TEXTO FORNECIDO
:::::

“Nós Matámos o Cão Tinhoso” de João Garcia Miguel / CCVF

Hoje, sexta-feira dia 07 de outubro, pelas 22h00, o Grande Auditório do Centro Cultural Vila Flor (CCVF), em Guimarães, acolhe a estreia absoluta da nova criação de João Garcia Miguel. “Nós Matámos o Cão Tinhoso” faz parte do Ciclo Ondas Africanas, um projeto que se baseia no trabalho combinado entre atores, músicos e artistas visuais africanos e portugueses.

“Nós Matámos o Cão Tinhoso” tem por base o livro de contos de Luís Bernardo Honwana, escrito em 1964, considerada uma obra fulcral da literatura moçambicana moderna. Destes contos formaram-se duas peças, uma que ficará em Angola e outra a ser realizada em Portugal, cuja estreia absoluta acontece na cidade de Guimarães. Este projeto é um misto de formação e criação, que contou com a realização de diversas oficinas de formação e ensaios entre Luanda e as províncias de Benguela, Kwanza Norte e Sul e Huambo. A peça em Portugal contará com uma estrutura dramática aberta que fluirá entre os diversos contos de Luís Bernardo Honwana. Estes serão acoplados e montados entre si, permitindo que os dois atores portugueses (Sara Ribeiro e Frederico Barata) se juntem em determinadas apresentações com músicos, bailarinos ou atores africanos. Ou seja, a obra será idealizada com uma versão dupla. Os dois objetos viverão como irmãos: ligados entre si, mas também de modos autónomos.

:::::

[Entradas retiradas de uma coleção]
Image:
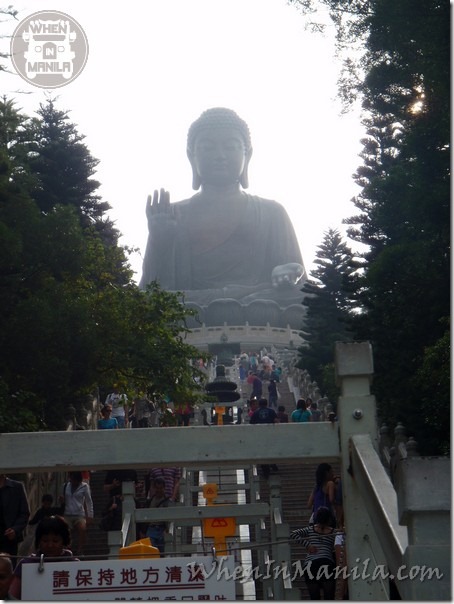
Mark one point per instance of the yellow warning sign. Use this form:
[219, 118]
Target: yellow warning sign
[219, 527]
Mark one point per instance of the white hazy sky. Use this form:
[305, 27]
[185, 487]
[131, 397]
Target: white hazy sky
[155, 65]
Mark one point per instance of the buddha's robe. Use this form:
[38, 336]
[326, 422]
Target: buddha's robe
[209, 257]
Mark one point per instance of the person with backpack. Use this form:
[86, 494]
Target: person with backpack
[156, 530]
[323, 494]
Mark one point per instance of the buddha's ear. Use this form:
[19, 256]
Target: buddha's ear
[196, 182]
[244, 178]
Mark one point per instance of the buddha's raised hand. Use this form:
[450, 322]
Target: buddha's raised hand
[287, 274]
[159, 205]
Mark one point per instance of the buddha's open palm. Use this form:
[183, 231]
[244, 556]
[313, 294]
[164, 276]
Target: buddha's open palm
[159, 206]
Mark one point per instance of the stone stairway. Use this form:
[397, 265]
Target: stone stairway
[297, 481]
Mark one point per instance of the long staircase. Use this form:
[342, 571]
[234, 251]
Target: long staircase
[296, 480]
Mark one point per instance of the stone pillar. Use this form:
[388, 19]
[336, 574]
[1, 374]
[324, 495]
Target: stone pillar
[357, 415]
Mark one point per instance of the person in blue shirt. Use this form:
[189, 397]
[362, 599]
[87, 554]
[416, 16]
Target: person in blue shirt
[107, 422]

:::::

TAREFA A REALIZAR
Apresente, sem qualquer alteração, tudo o que vai de "Hoje, sexta-feira dia 07" até "africanos e portugueses." no texto sobre a peça de teatro.

RESPOSTA CORRETA
Hoje, sexta-feira dia 07 de outubro, pelas 22h00, o Grande Auditório do Centro Cultural Vila Flor (CCVF), em Guimarães, acolhe a estreia absoluta da nova criação de João Garcia Miguel. “Nós Matámos o Cão Tinhoso” faz parte do Ciclo Ondas Africanas, um projeto que se baseia no trabalho combinado entre atores, músicos e artistas visuais africanos e portugueses.